━━━━━ DATA

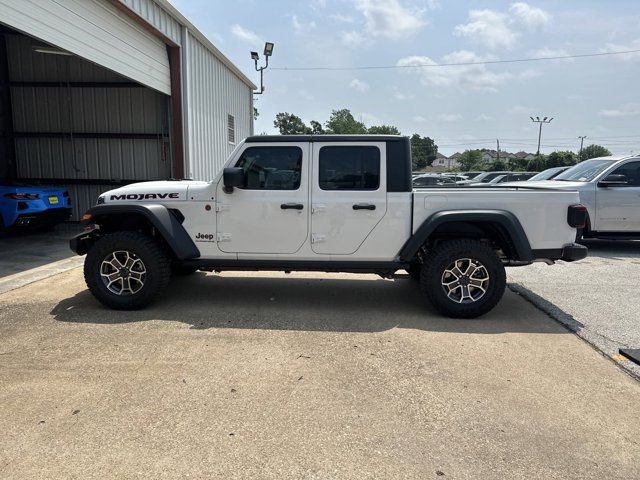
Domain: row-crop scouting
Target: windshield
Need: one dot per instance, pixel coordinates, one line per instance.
(546, 174)
(585, 171)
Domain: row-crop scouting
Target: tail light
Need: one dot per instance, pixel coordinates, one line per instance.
(22, 196)
(577, 216)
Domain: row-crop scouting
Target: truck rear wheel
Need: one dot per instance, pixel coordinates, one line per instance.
(463, 278)
(126, 270)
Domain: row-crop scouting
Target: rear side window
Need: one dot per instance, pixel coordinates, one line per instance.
(349, 168)
(271, 168)
(630, 170)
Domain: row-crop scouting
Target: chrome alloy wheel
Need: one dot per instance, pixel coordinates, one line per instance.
(123, 272)
(465, 280)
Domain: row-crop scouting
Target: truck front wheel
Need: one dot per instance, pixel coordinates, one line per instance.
(463, 278)
(126, 270)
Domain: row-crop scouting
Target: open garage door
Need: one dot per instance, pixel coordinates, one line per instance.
(97, 31)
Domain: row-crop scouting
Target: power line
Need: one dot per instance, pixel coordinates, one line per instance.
(461, 64)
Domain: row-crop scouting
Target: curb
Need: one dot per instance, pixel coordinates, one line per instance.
(599, 343)
(21, 279)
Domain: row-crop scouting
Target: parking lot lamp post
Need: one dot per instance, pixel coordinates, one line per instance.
(540, 121)
(268, 51)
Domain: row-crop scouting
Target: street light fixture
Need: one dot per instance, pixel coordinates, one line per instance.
(268, 51)
(537, 120)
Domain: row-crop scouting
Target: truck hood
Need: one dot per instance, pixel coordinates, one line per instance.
(165, 190)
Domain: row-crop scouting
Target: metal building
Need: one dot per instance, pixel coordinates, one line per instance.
(100, 93)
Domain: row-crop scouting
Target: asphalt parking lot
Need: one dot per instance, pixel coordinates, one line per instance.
(302, 376)
(597, 297)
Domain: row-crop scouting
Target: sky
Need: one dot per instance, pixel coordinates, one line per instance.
(460, 107)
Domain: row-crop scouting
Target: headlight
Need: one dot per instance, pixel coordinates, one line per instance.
(22, 196)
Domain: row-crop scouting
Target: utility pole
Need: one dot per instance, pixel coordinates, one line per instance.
(540, 121)
(581, 142)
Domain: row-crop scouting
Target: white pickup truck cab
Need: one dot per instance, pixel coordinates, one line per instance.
(325, 203)
(610, 189)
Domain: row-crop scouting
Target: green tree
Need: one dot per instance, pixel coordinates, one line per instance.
(593, 151)
(537, 164)
(316, 128)
(423, 151)
(560, 159)
(497, 166)
(342, 122)
(383, 130)
(290, 124)
(470, 160)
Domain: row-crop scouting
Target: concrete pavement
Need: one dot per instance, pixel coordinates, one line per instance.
(597, 297)
(302, 376)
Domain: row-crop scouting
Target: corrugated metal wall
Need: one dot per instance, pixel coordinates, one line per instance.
(42, 110)
(158, 17)
(213, 91)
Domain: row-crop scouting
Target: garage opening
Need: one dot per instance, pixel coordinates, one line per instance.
(69, 122)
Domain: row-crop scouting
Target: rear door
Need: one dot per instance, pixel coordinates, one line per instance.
(348, 196)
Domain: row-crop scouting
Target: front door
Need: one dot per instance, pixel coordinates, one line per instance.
(349, 195)
(618, 208)
(269, 214)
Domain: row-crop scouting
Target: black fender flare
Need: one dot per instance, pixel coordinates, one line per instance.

━━━━━━━━━━

# [TASK DETAILS]
Among the entries, count the lines that hold "wheel". Reply with the count only.

# [RESULT BELOW]
3